Activity
Your answer must be an exact repetition of every record.

(Natural-language object grounding data)
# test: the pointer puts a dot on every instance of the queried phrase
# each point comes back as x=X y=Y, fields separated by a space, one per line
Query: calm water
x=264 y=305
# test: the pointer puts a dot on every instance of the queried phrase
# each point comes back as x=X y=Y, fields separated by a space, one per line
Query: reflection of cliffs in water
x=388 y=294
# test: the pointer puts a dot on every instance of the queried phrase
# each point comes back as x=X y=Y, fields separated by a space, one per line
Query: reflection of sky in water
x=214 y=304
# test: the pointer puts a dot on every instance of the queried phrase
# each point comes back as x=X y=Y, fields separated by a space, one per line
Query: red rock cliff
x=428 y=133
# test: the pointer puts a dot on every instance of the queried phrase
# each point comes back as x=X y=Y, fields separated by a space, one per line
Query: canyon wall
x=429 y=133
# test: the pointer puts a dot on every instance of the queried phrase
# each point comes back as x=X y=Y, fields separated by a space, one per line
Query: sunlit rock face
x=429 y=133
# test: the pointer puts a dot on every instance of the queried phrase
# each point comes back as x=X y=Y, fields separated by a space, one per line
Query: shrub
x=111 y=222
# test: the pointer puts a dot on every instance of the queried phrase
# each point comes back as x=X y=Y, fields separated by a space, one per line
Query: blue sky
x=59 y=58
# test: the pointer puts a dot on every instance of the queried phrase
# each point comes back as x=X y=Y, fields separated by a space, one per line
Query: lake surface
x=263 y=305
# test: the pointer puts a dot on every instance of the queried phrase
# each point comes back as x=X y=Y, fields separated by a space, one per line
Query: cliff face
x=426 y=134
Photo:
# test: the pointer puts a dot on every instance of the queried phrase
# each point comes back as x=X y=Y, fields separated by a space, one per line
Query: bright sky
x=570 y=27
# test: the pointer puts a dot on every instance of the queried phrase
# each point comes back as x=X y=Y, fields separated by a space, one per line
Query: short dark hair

Task result
# test: the pointer puts a dot on every instance of the queried phrase
# each point comes back as x=X y=Y, fields separated by a space, one per line
Query: calm water
x=264 y=305
# test: the pointer puts a dot on every instance of the queried phrase
# each point comes back as x=X y=Y, fields separated by a space, one per line
Query: reflection of cliffs in water
x=388 y=294
# test: the pointer puts a dot on every instance of the queried phrase
# each point comes back as x=X y=Y, fields separated by a space, one per line
Query: reflection of sky in water
x=214 y=304
# test: the pointer puts a dot on every instance of the queried phrase
# each point comes back as x=X y=Y, fields separated by a space, one per line
Query: red rock cliff
x=428 y=133
# test: the pointer puts a dot on every instance of the queried phrase
# each point comes back as x=X y=Y, fields separated by a space, one per line
Query: canyon wall
x=429 y=133
# test: the pointer puts a dot on every instance of the queried phrase
# each point comes back as x=X y=Y, fields separated by a space, one per line
Query: sunlit rock face
x=429 y=133
# test: the pointer puts a dot on every instance of the queried phrase
# each point comes back as x=X y=Y, fields separated by a space, one per line
Query: shrub
x=111 y=222
# test: the pointer puts a dot on every instance of the queried phrase
# each point comes back as x=X y=Y, fields separated by a space, one per line
Query: blue sky
x=59 y=58
# test: the pointer puts a dot on every instance of the queried phrase
# each point comes back as x=X y=Y, fields separated by a space, one per line
Query: lake surface
x=263 y=305
# test: the pointer puts a dot on every instance of the queried phrase
# each point comes back as x=X y=Y, fields separated by a space, one per line
Query: cliff face
x=426 y=134
Photo:
# test: the pointer puts a dot on every instance of the queried phrase
# each point comes back as x=X y=Y, fields separated by a space, one per line
Query: bright sky
x=570 y=27
# test: the pointer puts a dot on every instance of the queried phrase
# each point comes back as x=X y=Y, fields separated by a space, one per line
Query: short dark hair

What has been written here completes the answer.